### Records from a data source
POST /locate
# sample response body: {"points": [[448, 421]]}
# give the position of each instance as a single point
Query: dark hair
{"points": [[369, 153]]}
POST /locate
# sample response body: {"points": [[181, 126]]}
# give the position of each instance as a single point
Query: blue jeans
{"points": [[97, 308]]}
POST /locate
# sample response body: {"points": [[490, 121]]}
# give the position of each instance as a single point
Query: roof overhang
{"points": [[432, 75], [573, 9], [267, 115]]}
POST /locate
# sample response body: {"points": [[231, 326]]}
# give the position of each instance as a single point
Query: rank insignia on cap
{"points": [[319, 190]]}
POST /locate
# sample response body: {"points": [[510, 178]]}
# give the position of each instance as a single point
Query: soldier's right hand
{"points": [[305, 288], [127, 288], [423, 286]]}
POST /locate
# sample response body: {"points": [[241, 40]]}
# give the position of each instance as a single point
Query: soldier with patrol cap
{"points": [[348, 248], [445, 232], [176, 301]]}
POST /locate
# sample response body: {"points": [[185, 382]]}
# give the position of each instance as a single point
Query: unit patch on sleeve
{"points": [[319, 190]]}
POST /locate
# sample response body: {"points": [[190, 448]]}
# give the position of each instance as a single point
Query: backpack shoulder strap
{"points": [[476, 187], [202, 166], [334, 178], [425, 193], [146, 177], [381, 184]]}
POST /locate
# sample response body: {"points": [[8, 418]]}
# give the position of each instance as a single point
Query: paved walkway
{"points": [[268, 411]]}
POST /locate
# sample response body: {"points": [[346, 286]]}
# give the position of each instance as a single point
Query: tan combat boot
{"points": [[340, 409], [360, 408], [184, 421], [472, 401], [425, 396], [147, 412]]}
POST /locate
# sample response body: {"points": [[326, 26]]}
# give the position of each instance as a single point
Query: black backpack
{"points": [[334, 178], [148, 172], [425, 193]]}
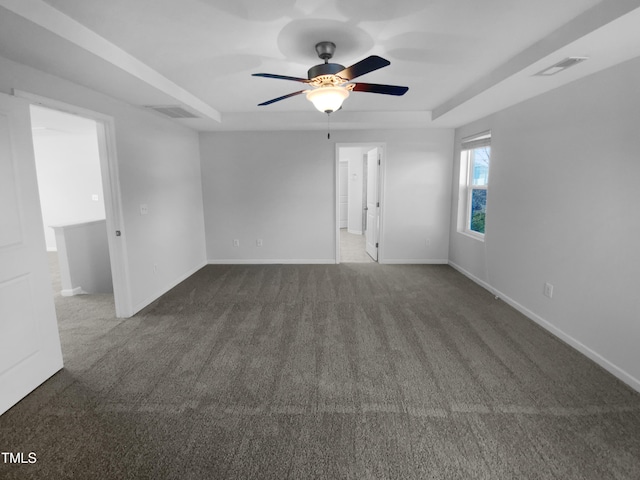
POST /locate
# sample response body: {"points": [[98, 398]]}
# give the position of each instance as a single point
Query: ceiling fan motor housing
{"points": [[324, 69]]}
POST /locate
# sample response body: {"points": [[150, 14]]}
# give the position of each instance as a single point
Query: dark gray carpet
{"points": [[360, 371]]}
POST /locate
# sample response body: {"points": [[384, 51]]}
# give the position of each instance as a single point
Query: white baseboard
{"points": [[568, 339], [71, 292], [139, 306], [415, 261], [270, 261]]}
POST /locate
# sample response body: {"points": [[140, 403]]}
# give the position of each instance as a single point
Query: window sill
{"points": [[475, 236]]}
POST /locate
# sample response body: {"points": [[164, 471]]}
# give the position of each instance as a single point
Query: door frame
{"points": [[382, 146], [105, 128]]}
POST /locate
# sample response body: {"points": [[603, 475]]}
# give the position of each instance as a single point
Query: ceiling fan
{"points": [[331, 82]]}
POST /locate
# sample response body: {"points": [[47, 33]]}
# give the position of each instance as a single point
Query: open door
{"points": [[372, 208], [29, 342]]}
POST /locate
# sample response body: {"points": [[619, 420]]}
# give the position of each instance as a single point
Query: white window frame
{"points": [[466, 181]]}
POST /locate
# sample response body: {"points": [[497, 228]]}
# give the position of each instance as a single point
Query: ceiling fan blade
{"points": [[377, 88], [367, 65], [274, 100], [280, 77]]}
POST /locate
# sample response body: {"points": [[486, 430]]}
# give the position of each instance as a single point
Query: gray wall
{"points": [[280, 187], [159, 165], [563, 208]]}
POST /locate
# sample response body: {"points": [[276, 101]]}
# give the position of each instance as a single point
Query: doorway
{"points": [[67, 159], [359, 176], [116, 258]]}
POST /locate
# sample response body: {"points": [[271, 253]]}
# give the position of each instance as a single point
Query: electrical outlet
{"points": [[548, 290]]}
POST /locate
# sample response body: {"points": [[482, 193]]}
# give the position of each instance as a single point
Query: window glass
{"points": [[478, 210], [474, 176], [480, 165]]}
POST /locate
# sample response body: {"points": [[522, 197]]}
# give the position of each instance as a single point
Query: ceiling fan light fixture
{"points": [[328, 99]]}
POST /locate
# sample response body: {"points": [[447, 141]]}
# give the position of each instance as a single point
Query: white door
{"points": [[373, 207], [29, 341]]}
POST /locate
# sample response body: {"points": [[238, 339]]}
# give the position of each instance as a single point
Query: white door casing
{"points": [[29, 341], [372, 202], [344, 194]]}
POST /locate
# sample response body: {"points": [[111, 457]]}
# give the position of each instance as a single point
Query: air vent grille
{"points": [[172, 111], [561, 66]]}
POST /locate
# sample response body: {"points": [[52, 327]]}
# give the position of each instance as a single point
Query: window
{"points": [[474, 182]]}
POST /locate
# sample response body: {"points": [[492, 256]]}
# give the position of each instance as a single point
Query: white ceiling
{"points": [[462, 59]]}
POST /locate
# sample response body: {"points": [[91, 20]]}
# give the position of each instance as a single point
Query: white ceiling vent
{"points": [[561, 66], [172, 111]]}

### Your task
Strip out the pictures and quote the remaining data word for word.

### Expected answer
POST /locate
# sample response body: {"points": [[448, 421]]}
# give the position of each instance as a single point
Query: dark hair
{"points": [[369, 153]]}
POST /locate
# sample response body: {"points": [[181, 126]]}
# give the position of each instance as a single point
Query: blue jeans
{"points": [[97, 308]]}
POST /locate
# sample response body: {"points": [[490, 121]]}
# give the position of each instance as a single point
Query: roof overhang
{"points": [[432, 75], [573, 9], [267, 115]]}
POST /locate
# sample response body: {"points": [[231, 326]]}
# give the position of each instance as a single point
Query: rank insignia on cap
{"points": [[319, 190]]}
POST /locate
# sample response body: {"points": [[510, 178]]}
# give the position of each instance as a single point
Query: soldier's right hand
{"points": [[305, 288], [127, 288], [423, 286]]}
POST /locate
# sample response body: {"points": [[241, 40]]}
# give the position of each instance as a single point
Query: soldier with patrol cap
{"points": [[348, 248], [445, 232], [176, 301]]}
POST /locate
# sample response body: {"points": [[185, 382]]}
# give the position of each instance as a single point
Query: unit patch on sleeve
{"points": [[319, 190]]}
POST /locate
# sample response body: {"points": [[190, 448]]}
# give the position of each instance as a single point
Query: backpack shoulder strap
{"points": [[476, 187], [202, 166], [334, 178], [425, 193], [146, 177], [381, 184]]}
POST /locate
# sample response body: {"points": [[8, 418]]}
# give the position of each instance as a single point
Query: paved walkway
{"points": [[268, 411]]}
POST /locate
# sample response body: {"points": [[346, 286]]}
# give the position of each instance as a single point
Query: tan combat boot
{"points": [[340, 409], [360, 408], [184, 421], [472, 401], [425, 396], [147, 412]]}
POST /locate
# sample response body: {"points": [[326, 26]]}
# give the position of each instance as a single point
Query: black backpack
{"points": [[334, 178], [148, 172], [425, 193]]}
POST /locate
# sample response body: {"points": [[98, 398]]}
# give the position of each instance as a single point
Query: ceiling fan motor housing
{"points": [[324, 69]]}
POST /locate
# sample response body: {"points": [[150, 14]]}
# give the position of each instance as a single point
Query: dark gray carpet
{"points": [[360, 371]]}
POST /locate
# sample response body: {"points": [[384, 51]]}
# give the position of each instance as a single point
Query: white baseboard
{"points": [[568, 339], [71, 292], [139, 306], [415, 261], [270, 261]]}
POST /locate
# sample response body: {"points": [[140, 403]]}
# give the position of each instance as a single point
Query: window sill
{"points": [[475, 236]]}
POST /locate
# sample response body: {"points": [[164, 471]]}
# give the position of each instance as a single point
Query: door frame
{"points": [[382, 146], [105, 128]]}
POST /locate
# sample response body: {"points": [[603, 475]]}
# give the position of each instance as a single point
Query: ceiling fan
{"points": [[331, 82]]}
POST /locate
# sample response body: {"points": [[47, 33]]}
# give the position of each instance as a single point
Query: open door
{"points": [[372, 208], [29, 342]]}
POST /locate
# sample response body: {"points": [[619, 420]]}
# give the position of each instance as a single point
Query: white window frame
{"points": [[466, 181]]}
POST /locate
# sample response body: {"points": [[497, 228]]}
# give the position of each instance as a single point
Query: ceiling fan blade
{"points": [[377, 88], [367, 65], [274, 100], [280, 77]]}
POST /locate
# sample response body: {"points": [[486, 430]]}
# give the position of each instance as a single point
Query: gray wall
{"points": [[280, 187], [159, 165], [563, 208]]}
POST /locate
# sample response body: {"points": [[276, 101]]}
# give the position of each instance as a single point
Query: doorway
{"points": [[67, 159], [359, 176], [116, 258]]}
POST /locate
# sample response body: {"points": [[271, 253]]}
# give the position of each instance as a single point
Query: electrical outlet
{"points": [[548, 290]]}
POST /locate
# sample response body: {"points": [[482, 193]]}
# give the position of each instance as a single point
Query: window glass
{"points": [[478, 210], [474, 176], [480, 165]]}
POST /locate
# sample response body: {"points": [[522, 197]]}
# give the position of each instance as a single point
Query: ceiling fan light fixture
{"points": [[328, 99]]}
POST /locate
# sample response body: {"points": [[447, 141]]}
# give the position of each instance as a single point
Query: white door
{"points": [[373, 207], [29, 341]]}
POST /locate
# sample response body: {"points": [[238, 339]]}
# give the position of each instance as a single point
Query: white door casing
{"points": [[29, 341], [372, 202], [344, 194]]}
POST /locate
# sample response body: {"points": [[111, 457]]}
# give the position of each instance as a single point
Query: air vent grille
{"points": [[172, 111], [561, 66]]}
POST /locate
# sample response body: {"points": [[52, 327]]}
# give the position of each instance as a single point
Query: window
{"points": [[474, 182]]}
POST /locate
# sample response body: {"points": [[492, 256]]}
# give the position of each instance as a single point
Query: white ceiling
{"points": [[462, 59]]}
POST /locate
# sample response body: {"points": [[91, 20]]}
# give the position of each instance as a single point
Query: white ceiling vent
{"points": [[561, 66], [172, 111]]}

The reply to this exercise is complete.